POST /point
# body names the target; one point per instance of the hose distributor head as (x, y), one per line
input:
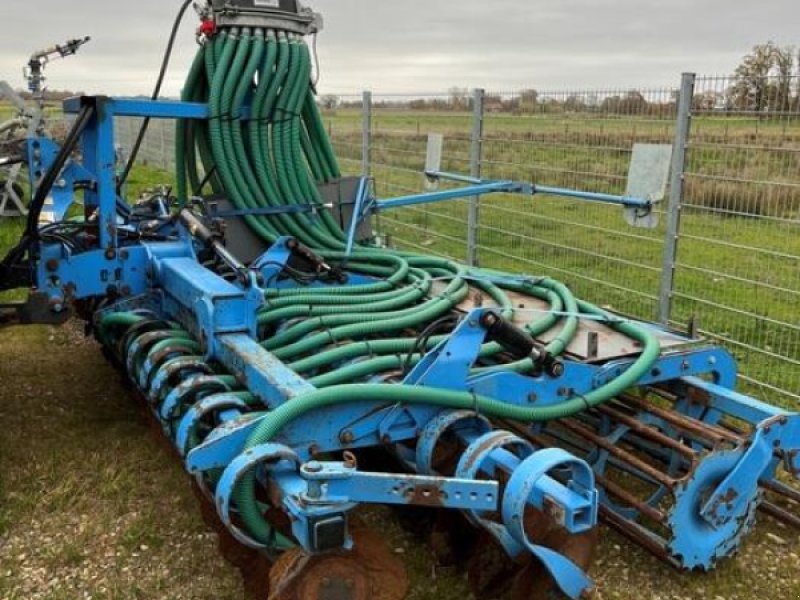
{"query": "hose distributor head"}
(283, 15)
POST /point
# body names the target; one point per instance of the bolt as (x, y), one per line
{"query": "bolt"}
(314, 467)
(556, 369)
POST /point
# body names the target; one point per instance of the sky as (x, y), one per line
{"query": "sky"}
(420, 46)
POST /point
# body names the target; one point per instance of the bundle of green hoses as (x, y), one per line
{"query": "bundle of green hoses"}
(265, 145)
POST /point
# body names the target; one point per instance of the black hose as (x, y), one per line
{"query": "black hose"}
(13, 274)
(156, 93)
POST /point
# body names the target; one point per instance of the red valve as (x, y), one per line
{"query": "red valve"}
(208, 28)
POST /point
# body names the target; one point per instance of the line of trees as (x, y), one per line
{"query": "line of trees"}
(767, 81)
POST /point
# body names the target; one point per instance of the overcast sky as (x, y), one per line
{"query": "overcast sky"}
(420, 46)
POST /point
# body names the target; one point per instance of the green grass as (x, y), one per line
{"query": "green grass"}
(738, 266)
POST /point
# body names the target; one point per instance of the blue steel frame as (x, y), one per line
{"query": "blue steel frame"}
(167, 278)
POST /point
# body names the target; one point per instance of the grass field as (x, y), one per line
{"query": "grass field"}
(738, 269)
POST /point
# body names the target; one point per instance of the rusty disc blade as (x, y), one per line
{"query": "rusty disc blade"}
(533, 581)
(369, 572)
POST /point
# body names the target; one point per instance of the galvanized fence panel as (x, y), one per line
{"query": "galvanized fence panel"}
(158, 148)
(397, 147)
(738, 268)
(732, 261)
(733, 266)
(581, 140)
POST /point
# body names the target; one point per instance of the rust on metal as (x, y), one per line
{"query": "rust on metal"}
(629, 458)
(425, 495)
(369, 572)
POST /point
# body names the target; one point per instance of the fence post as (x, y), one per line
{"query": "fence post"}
(475, 157)
(682, 132)
(366, 134)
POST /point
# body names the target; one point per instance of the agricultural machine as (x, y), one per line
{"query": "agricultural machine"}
(301, 371)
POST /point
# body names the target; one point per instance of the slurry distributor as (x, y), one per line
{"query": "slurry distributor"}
(301, 371)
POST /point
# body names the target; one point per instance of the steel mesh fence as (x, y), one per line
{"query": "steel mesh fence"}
(737, 271)
(738, 268)
(158, 147)
(581, 140)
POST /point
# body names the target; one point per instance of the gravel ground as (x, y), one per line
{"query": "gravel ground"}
(93, 506)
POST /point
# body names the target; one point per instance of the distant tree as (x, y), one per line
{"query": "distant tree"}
(706, 101)
(763, 80)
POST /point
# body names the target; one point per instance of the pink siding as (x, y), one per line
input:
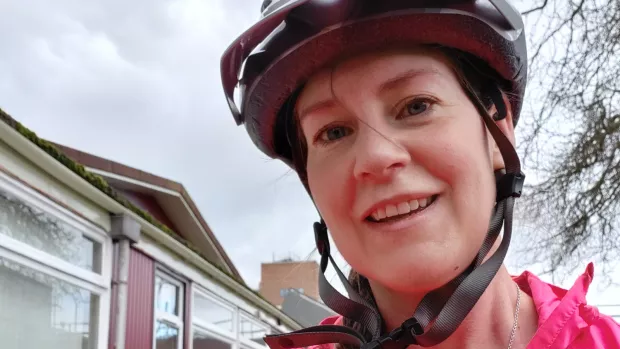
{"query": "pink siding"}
(113, 298)
(140, 302)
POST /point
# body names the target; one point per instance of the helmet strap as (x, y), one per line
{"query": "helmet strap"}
(442, 310)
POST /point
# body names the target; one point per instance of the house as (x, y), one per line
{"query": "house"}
(305, 310)
(278, 277)
(292, 286)
(95, 254)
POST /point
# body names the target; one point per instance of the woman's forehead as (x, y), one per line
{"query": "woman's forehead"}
(372, 71)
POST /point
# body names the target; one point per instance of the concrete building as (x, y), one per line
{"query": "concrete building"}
(278, 278)
(99, 255)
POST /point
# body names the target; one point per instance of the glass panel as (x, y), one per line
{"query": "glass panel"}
(32, 226)
(208, 311)
(41, 311)
(166, 336)
(205, 341)
(167, 295)
(251, 330)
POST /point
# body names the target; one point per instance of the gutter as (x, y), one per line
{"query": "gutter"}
(51, 166)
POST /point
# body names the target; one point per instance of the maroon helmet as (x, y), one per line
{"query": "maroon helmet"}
(269, 63)
(294, 38)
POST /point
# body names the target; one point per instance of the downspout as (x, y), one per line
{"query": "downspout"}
(125, 231)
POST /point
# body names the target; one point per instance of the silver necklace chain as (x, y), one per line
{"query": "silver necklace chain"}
(516, 320)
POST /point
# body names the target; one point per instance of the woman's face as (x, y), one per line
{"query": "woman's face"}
(400, 166)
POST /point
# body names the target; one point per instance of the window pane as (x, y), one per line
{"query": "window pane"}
(166, 336)
(167, 295)
(204, 341)
(252, 330)
(41, 311)
(208, 311)
(45, 232)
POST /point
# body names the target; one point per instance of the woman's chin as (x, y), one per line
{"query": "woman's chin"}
(417, 274)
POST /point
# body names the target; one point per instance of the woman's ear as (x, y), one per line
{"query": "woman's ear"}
(507, 127)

### Task
Reproduce all the records verbatim, excluding images.

### Task result
POST /point
# body names the target; one point per instance of the hose distributor head as (x, y), one per line
input:
{"query": "hose distributor head"}
(283, 15)
POST /point
# body names the target; one point per instance of the bolt as (x, y), one per line
{"query": "bolt"}
(314, 467)
(556, 369)
POST /point
# body names the target; one point per instance of the sky as (x, y), one per line
{"query": "sky"}
(420, 46)
POST /point
# body names the target; one point per instance of the bundle of green hoses as (x, y), one per line
{"query": "bundle of green hoses"}
(265, 145)
POST /point
# body names the target; one point per instance of the black hose as (x, y), one per line
{"query": "black hose"}
(13, 274)
(156, 93)
POST /point
# body names the target; one point per instance of the red valve as (x, y), one per line
{"query": "red valve"}
(208, 28)
POST /point
# body names the target; one point per instance of the line of trees as (x, y), one per line
{"query": "line of trees"}
(767, 81)
POST /point
# body names the target; one point per instance of the overcast sky as (x, y), one per line
{"query": "overcast sky"}
(420, 46)
POST /point
# body names the target; one point per instance of the green grass as (x, y), one per line
{"query": "green grass"}
(738, 266)
POST /point
# body names the target; one point per instance of the blue steel frame as (x, y), one per line
{"query": "blue steel frame"}
(167, 278)
POST /point
# body names the target; one point per instance of the grass field as (x, y), one per line
{"query": "grass field"}
(738, 269)
POST /point
# body names the target; one point per instance of the rusty disc blade as (x, y), one per line
{"query": "rusty disc blade"}
(533, 581)
(369, 572)
POST /point
# body names the target; one point per instance of the galvanized fence panel as (x, y), one per line
{"query": "galvanized fence panel"}
(158, 148)
(397, 147)
(738, 268)
(732, 261)
(733, 266)
(581, 140)
POST /point
# body names the target; one point per instance of the rust on metal as (x, y), one per line
{"query": "rust on metal"}
(629, 458)
(425, 495)
(369, 572)
POST /point
# body names the target; one point per instance of the fence post as (x, y), one per line
{"query": "fence post"}
(475, 157)
(682, 132)
(366, 134)
POST /point
# body names the target; one point per instance of the agricultural machine as (x, y), one per line
{"query": "agricultural machine"}
(301, 371)
POST /point
# body names the target; one point per instance of the slurry distributor as (x, y), one per line
{"query": "slurry distributor"}
(301, 371)
POST /point
# body names the target; one point per instance of the steel mesh fence as (x, y), one per line
{"query": "steel mesh fence"}
(737, 271)
(738, 268)
(158, 147)
(581, 140)
POST /point
# body names the target; one point per instance of the gravel ground as (x, y), one per line
{"query": "gravel ground"}
(93, 506)
POST /point
# body names the target; one point per instance of the distant tree as (x, y), one per line
{"query": "distant tree"}
(706, 101)
(763, 80)
POST /point
# body names the target; one point per instance of the pink siding as (x, y), one per line
input:
{"query": "pink siding"}
(113, 298)
(140, 302)
POST /point
# body names the target; one point per instance of the helmet strap as (x, y), one per line
{"query": "helmet strap"}
(442, 310)
POST /point
# body names the target; one point per instance of the house as (x, y), one per line
{"query": "house"}
(305, 310)
(278, 277)
(292, 286)
(95, 254)
POST /point
# body names the target; one point per instance of the woman's forehead as (x, y), one per line
{"query": "woman's forehead"}
(372, 71)
POST /point
# body names the target; one point per instance of the concrete building as (x, y), one per line
{"query": "concrete building"}
(278, 278)
(99, 255)
POST /point
# body names the target; one point per instance of the glass panel as (x, y), one per line
{"query": "glass panel"}
(32, 226)
(208, 311)
(41, 311)
(166, 336)
(205, 341)
(167, 295)
(251, 330)
POST /point
# body names the target; one point per instance of the gutter as (x, y), one per line
{"query": "gutter"}
(51, 166)
POST /point
# body names the target; one point per instance of the maroon helmet as (x, y), one per line
{"query": "maroon helmet"}
(269, 63)
(294, 38)
POST /point
# body names the target; one point per instance of the downspout as (x, y), one per line
{"query": "downspout"}
(125, 231)
POST /point
# body names the target; one point per instance of the silver necklace chain as (x, y), one per line
{"query": "silver necklace chain"}
(516, 320)
POST /point
# body names the target; one point per instance of the woman's face as (x, y), one per line
{"query": "woman's face"}
(400, 166)
POST /point
# body names the target; one point per instance of the window pane as (x, y), one per line
{"query": "window pane"}
(166, 336)
(167, 295)
(204, 341)
(252, 330)
(41, 311)
(208, 311)
(45, 232)
POST /point
# body names the target; one point per instance of the woman's chin as (x, y), one per line
{"query": "woman's chin"}
(417, 274)
POST /point
# body names the target; one point per instance of the woman's ear as (x, y), one per line
{"query": "woman's ear"}
(507, 127)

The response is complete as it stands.